Task objective: Return every line of the records below that contains the word "large".

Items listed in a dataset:
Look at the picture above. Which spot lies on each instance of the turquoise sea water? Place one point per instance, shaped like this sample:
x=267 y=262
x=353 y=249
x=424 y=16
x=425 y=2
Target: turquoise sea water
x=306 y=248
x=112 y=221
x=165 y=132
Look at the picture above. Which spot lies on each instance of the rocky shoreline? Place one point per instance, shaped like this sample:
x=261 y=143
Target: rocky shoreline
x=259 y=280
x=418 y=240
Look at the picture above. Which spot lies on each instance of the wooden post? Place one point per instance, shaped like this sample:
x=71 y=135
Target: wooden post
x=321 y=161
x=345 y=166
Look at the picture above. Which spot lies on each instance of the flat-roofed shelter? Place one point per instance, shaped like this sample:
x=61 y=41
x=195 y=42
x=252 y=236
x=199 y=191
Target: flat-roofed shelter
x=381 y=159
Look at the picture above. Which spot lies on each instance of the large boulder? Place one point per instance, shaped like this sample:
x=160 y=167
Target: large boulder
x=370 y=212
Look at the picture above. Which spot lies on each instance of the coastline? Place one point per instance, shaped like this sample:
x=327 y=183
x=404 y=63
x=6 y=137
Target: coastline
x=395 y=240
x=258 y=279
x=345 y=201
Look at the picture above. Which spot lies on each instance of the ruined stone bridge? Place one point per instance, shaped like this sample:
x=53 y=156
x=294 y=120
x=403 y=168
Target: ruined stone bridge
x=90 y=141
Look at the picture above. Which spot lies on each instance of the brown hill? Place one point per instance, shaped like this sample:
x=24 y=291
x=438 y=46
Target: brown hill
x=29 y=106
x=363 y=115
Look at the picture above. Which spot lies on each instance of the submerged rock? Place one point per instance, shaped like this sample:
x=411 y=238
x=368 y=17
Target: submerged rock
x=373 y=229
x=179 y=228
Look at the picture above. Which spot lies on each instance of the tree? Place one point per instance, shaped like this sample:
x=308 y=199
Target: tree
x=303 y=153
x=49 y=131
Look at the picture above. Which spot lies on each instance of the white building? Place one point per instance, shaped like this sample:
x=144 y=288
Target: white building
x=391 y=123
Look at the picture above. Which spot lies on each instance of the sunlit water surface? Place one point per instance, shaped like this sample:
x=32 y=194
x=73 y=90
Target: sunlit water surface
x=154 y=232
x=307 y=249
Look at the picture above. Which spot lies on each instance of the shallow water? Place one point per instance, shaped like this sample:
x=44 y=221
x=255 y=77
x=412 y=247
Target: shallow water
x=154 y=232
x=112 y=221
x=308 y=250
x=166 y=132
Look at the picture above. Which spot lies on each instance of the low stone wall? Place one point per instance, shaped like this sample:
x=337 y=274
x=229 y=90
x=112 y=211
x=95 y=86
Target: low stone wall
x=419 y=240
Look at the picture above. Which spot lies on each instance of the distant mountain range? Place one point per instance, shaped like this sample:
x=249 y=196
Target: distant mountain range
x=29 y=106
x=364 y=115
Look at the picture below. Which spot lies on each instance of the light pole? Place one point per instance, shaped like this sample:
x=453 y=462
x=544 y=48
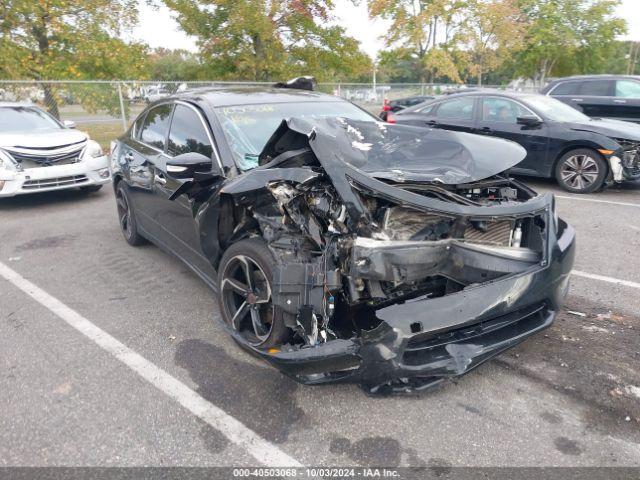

Solution to this problem:
Look at the picture above. Which spot lies on each instance of the large boulder? Place one point per instance, shaped like this sample:
Target: large boulder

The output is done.